------ Records for this exercise ------

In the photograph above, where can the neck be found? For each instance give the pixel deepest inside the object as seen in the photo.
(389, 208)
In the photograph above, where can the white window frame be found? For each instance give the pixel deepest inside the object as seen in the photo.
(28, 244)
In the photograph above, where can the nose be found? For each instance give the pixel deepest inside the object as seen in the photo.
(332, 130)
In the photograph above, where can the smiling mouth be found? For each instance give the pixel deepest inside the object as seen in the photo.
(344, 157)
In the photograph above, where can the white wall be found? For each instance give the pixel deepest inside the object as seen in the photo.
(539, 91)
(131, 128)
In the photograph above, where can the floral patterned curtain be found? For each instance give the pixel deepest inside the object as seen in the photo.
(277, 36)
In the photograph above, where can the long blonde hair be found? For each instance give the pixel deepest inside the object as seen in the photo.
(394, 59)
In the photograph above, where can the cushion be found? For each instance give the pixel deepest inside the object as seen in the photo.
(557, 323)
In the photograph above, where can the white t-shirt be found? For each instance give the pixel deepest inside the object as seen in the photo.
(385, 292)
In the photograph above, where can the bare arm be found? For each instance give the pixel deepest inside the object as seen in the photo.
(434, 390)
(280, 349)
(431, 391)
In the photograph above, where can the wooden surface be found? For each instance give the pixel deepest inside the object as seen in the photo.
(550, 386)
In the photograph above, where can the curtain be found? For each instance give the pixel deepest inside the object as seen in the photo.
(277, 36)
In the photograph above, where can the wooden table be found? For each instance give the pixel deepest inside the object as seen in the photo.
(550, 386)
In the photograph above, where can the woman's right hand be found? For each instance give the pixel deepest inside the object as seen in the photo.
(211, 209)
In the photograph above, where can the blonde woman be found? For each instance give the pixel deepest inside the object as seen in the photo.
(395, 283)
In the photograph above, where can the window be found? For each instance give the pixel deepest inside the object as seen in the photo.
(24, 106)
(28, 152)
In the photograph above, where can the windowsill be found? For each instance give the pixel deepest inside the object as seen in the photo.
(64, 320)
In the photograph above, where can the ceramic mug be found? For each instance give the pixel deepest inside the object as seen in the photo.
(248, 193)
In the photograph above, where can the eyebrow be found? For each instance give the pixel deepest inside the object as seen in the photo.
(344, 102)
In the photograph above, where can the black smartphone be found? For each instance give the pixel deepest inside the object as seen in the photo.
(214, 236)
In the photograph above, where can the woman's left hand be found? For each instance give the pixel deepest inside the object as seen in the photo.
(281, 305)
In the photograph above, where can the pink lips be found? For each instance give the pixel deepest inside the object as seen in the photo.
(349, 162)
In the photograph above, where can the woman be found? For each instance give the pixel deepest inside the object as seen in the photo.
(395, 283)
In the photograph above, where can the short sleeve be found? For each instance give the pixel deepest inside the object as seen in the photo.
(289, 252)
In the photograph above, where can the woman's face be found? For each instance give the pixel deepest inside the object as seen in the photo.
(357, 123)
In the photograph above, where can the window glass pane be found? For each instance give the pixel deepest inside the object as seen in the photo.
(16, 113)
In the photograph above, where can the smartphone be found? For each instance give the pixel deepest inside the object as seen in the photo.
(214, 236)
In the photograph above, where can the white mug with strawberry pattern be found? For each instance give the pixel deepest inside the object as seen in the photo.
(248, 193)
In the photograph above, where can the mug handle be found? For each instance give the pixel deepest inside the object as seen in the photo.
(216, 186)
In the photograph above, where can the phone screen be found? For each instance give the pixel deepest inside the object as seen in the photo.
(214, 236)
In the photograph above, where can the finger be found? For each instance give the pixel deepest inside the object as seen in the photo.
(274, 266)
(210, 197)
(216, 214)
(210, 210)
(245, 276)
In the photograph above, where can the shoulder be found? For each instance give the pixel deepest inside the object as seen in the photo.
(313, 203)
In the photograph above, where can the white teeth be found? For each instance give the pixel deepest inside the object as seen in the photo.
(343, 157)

------
------ Records for this exercise ------

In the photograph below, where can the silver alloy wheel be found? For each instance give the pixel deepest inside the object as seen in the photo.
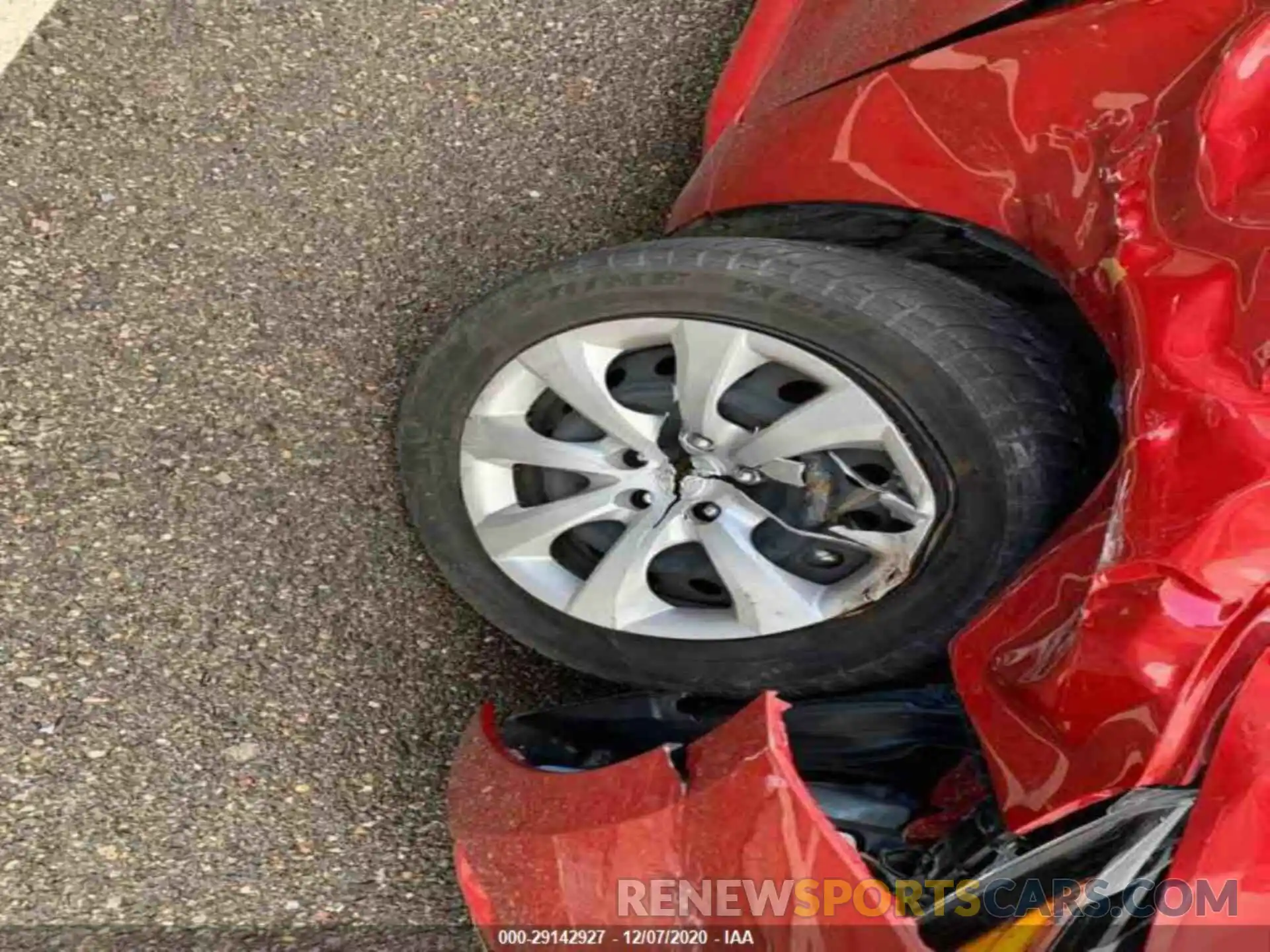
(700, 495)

------
------ Records for this exercise ------

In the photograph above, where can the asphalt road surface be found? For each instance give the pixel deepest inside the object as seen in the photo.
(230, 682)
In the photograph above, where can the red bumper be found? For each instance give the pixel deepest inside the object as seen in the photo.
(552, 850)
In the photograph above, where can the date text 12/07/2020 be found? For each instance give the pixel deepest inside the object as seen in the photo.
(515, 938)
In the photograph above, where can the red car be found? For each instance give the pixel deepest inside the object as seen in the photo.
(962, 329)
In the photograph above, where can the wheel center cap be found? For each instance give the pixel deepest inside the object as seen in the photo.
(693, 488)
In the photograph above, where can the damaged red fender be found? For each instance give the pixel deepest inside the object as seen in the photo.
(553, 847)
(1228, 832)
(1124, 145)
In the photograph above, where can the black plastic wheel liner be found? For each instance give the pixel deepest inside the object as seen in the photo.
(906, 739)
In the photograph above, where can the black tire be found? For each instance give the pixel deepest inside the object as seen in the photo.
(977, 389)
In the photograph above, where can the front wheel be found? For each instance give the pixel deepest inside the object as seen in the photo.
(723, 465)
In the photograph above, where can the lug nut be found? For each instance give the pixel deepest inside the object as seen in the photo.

------

*Directive*
Return the lines of the listing verbatim, starting with the line that contains "In the photograph above, where can the front" and going on through the line that contains "In the photograph above, where can the lug", both included.

*Exercise response*
In the photograph above, where can the front wheel be found? For each instance give the pixel deepest inside the object as seen in the photo.
(723, 465)
In the photograph above, where can the lug nut be found? For each instance give the pixel deepest inside the object as seen in the photo.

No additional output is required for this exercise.